Rescale the data from the line with "Pin every instance of the broken" through the end of the data, both ends included. Write out those lines again with their requests, multiplying every x and y coordinate in the answers by 1.35 and rounding to whole numbers with halves rounded up, and leave the pictures out.

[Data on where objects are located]
========================================================================

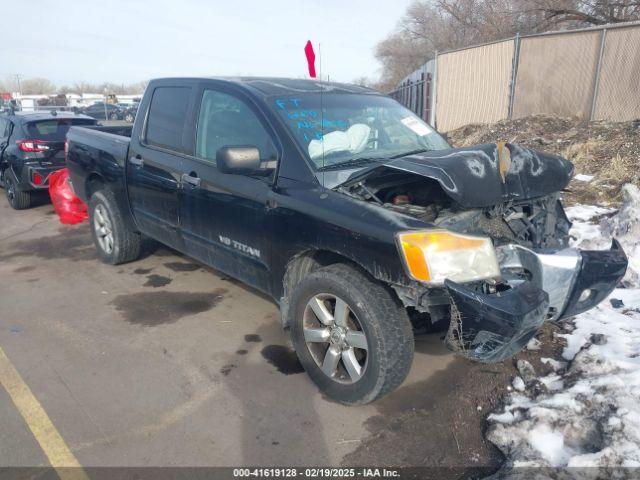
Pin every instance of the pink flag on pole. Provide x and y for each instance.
(311, 58)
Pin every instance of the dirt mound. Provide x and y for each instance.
(609, 152)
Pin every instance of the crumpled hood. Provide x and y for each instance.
(471, 176)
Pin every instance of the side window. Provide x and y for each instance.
(167, 117)
(226, 121)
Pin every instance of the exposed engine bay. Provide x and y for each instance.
(538, 223)
(510, 195)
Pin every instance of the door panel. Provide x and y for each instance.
(223, 223)
(222, 215)
(155, 165)
(153, 180)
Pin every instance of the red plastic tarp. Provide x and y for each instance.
(69, 208)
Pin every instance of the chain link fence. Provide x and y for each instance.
(591, 74)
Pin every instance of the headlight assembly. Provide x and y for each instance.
(433, 255)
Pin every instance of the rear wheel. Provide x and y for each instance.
(351, 336)
(115, 241)
(18, 199)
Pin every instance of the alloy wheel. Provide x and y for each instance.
(103, 229)
(335, 338)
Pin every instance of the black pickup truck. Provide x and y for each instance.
(351, 212)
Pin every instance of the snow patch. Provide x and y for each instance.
(586, 413)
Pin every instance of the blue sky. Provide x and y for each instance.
(125, 41)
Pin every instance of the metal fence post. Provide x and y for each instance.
(434, 86)
(596, 81)
(514, 72)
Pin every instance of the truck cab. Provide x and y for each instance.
(353, 214)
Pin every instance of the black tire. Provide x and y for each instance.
(381, 318)
(18, 199)
(125, 243)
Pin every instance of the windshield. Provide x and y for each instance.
(54, 130)
(347, 130)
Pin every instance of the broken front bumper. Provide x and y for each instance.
(492, 327)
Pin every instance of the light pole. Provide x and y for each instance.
(105, 104)
(19, 86)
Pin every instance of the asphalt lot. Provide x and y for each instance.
(165, 362)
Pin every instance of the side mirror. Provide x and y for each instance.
(238, 160)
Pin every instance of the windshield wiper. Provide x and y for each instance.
(410, 152)
(354, 162)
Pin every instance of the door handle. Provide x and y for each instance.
(136, 161)
(191, 178)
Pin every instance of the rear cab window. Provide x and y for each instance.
(54, 130)
(167, 118)
(225, 120)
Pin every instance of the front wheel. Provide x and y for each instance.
(351, 336)
(115, 241)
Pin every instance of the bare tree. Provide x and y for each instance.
(430, 25)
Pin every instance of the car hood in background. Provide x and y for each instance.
(474, 178)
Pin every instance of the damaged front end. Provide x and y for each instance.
(510, 195)
(492, 326)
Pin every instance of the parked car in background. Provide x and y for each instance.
(101, 111)
(129, 114)
(31, 148)
(352, 213)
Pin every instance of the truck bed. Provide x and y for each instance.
(98, 150)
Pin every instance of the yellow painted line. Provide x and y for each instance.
(55, 448)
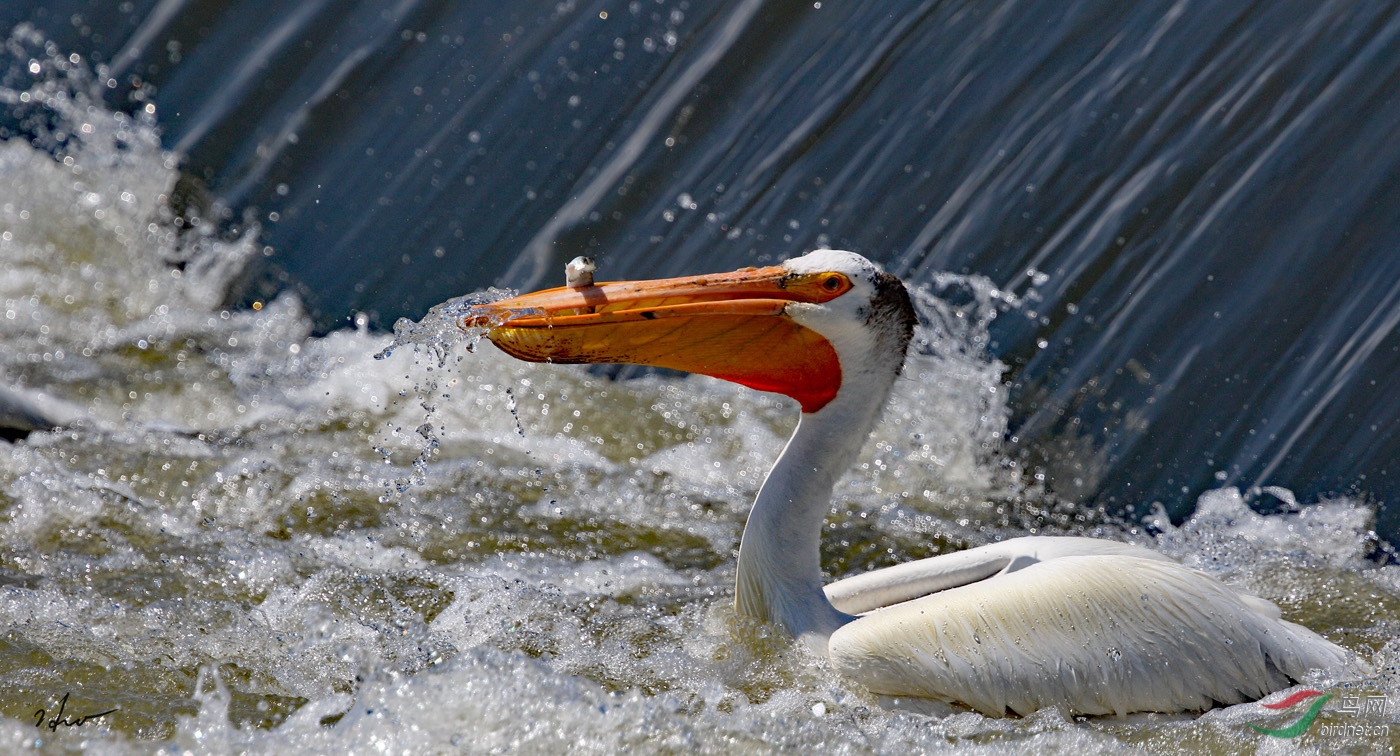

========================================================================

Answer for the task:
Pin every instance of the broken front bumper. Provide x and y for each instance.
(664, 441)
Pin every instance of the light pole. Provide x and y for each instance.
(142, 140)
(26, 116)
Pin every instance of the asphalt lot. Provide x and y for each instance.
(223, 489)
Pin every instance of the side mirror. Provide x and y for each instance.
(321, 216)
Pin every instance of the windshield wiper. Provide x and y for each instance.
(554, 205)
(478, 219)
Pin every instance of the door handle. Provide x and y for each instance.
(184, 217)
(258, 240)
Pin every instance of the rear cab window. Provide x and y for each instance.
(73, 176)
(225, 159)
(304, 162)
Pin every instance of the front wheel. Provide x and y for each instance.
(474, 454)
(155, 325)
Pin every instance of the bare tree. Provide x and y for each instance.
(581, 34)
Pin every instance of the car hood in background. Provide x and y for each instance.
(640, 240)
Pin every instance of the damaged front end. Provide x and y for each instance.
(689, 263)
(664, 440)
Pin every instance of the parked car in background. Provide x and y for each instance.
(136, 150)
(174, 154)
(42, 200)
(475, 288)
Pin every instance of the truck bed. Provide x and y for each instance.
(132, 203)
Pin every instance of the yellow painted line. Provide x and y for each instance.
(74, 605)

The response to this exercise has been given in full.